* **Reading text**:
┄┄┄┄┄┄┄┄┄┄┄┄┄┄┄┄┄┄┄┄

For linear regression
$$
y = \beta_0 + \sum_{i=1}^p \beta_i x_i
$$
Note that $y$ can take on any value from $- \infty $ to $+ \infty$.
With logistic regression, we model the log-odds as a linear function of $y$. 
$$
\mathrm{log} \left( \frac{p}{1-p} \right) = \mathrm{logit}(p) = y
$$
This is where the term logistic regression comes from. We're "fitting" a line to the log-odds. With least-squares linear regression, we minimize MSE. With logistic regression, we maximize the log likelihood. If the errors in linear regression have a normal distribution, then the least-squares solution is also the maximum likelihood solution.

We can solve this equation for $p(y)$
$$
p(y) = \frac{1}{1 + e^{-y}} = \mathrm{sigmoid(y)}
$$

Here's the rub: $p$ is a conditional probability. Specifically, $p(1|x)$ is the probability that the true class is 1 given the observation $x$.

In [None]:
# Plotting sigmoid(y)
import matplotlib.pyplot as plt
import numpy as np

y = np.arange(-5,5,.01)
p = 1 / (1 + np.exp(-y))

plt.plot(y, p)
plt.plot([-5, 5], [0, 0], ":k")
plt.ylabel("p")
plt.xlabel("y");

# Iris dataset

Load the dataset from scikit learn and verify things.

In [None]:
# Quickly load and visualize the data with seaborn
import seaborn as sns

df = sns.load_dataset("iris")

sns.pairplot(df, hue="species");

In [None]:
df

# 1-D Logistic Regression

* simplified logistic regression using 2 classes and 1 feature
* fit $y = \beta_0 + \beta_1 x$
* $y = \mathrm{logit}(p) = \mathrm{log}\left(\frac{p}{1-p}\right)$

In [None]:
# Extract data from the dataframe (classes are strings)
import pandas as pd

X = df.iloc[:, :2].values
Y = df['species'].values
Y = pd.factorize(Y)[0]

In [None]:
# Feature scaling -- it won't affect the solution, but makes plotting easier
from sklearn.preprocessing import StandardScaler

sc = StandardScaler()

┄┄┄┄┄┄┄┄┄┄┄┄┄┄┄┄┄┄┄┄

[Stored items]
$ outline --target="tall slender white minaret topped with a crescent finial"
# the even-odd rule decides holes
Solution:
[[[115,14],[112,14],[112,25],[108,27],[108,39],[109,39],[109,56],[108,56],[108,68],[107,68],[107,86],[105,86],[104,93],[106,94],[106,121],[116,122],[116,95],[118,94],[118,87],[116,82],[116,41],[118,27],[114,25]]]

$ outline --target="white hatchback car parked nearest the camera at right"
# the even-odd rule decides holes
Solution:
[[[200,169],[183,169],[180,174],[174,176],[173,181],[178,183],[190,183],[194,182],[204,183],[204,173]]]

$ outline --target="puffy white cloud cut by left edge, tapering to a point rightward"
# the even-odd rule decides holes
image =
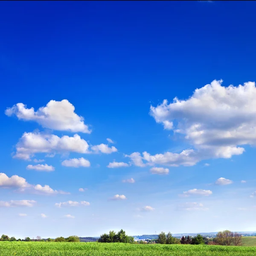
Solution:
[[[61,190],[54,190],[48,185],[32,185],[29,184],[23,177],[13,175],[8,177],[5,173],[0,173],[0,187],[3,188],[16,188],[19,192],[31,192],[41,195],[53,195],[53,194],[70,194]]]

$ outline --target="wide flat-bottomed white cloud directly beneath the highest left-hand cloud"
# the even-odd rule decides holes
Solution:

┄┄┄┄┄┄┄┄┄┄┄┄┄┄┄┄┄┄┄┄

* **Task item A**: Retype the logistic regression text from "import pandas as" up to and including "sc = StandardScaler()".
* **Task item B**: Continue the logistic regression text from its last line onward.

* **Answer area A**:
import pandas as pd

X = df.iloc[:, :2].values
Y = df['species'].values
Y = pd.factorize(Y)[0]

In [None]:
# Feature scaling -- it won't affect the solution, but makes plotting easier
from sklearn.preprocessing import StandardScaler

sc = StandardScaler()

* **Answer area B**:
sc.fit(X)
X_std = sc.transform(X)

In [None]:
# Pull out 1 feature
feature_index = 0
X_1D = np.expand_dims(X_std[:, feature_index], axis=1)
X_1D.shape

In [None]:
# Only the first 2 classes (data are sorted by class, 50 samples each)
X_1D = X_1D[:100, :]
y_1D = Y[:100]

In [None]:
# 1-D logistic regression with scikit-learn
from sklearn.linear_model import LogisticRegression

lr = LogisticRegression(C=1e5)
lr.fit(X_1D, y_1D)
y_pred = lr.predict(X_1D)

# Plot data values with filled red circles
plt.plot(X_1D, y_1D, 'ro', label='data')

# Extract the weights from the model
beta_0 = lr.intercept_
beta_1 = lr.coef_[0]
x = np.arange(-2,1,.01)
y = beta_0 + beta_1 * x
p = 1 / (1 + np.exp(-y))

# Plot the probability of class 1
plt.plot(x, p, label='probability of class 1');

# Plot the predicted values from the data
plt.plot(X_1D, y_pred, 'xk', label='predictions')

# Plot the y-axis passing through the origin
plt.plot([0, 0], [0, 1], 'k')

# Plot the decision boundary (dotted vertical line)
# Note: this corresponds to p=.5, i.e., y=0, which is x= -beta_0/beta_1
x_0 = - beta_0 / beta_1
plt.plot([x_0, x_0], [0, 1], ':k')

# Plot the line y=.5 (dotted horizontal line)
plt.plot([-2, 2], [0.5, .5], ':k')
plt.legend()
plt.xlabel('y')
plt.ylabel('p');

# Multi-class Logistic Regression

* 2 features (so we can plot the 2-D decision region)
* 3 classes (all 3 iris species, as integers or strings)
* Multi-class uses the maximum probability from OVR (One-vs-Rest)

In [None]:
# Extract data from the dataframe (classes are strings)
import pandas as pd

Y = df['species'].values
X = df.iloc[:, :2].values

In [None]:
# Load and process data from scikit-learn
from sklearn import datasets

# Get the iris dataset from sklearn
iris = datasets.load_iris()
X = iris.data[:, :2]  # we only take the first two features.
Y = iris.target # targets are integers

In [None]:
# Create an instance of Logistic Regression Classifier and fit the data.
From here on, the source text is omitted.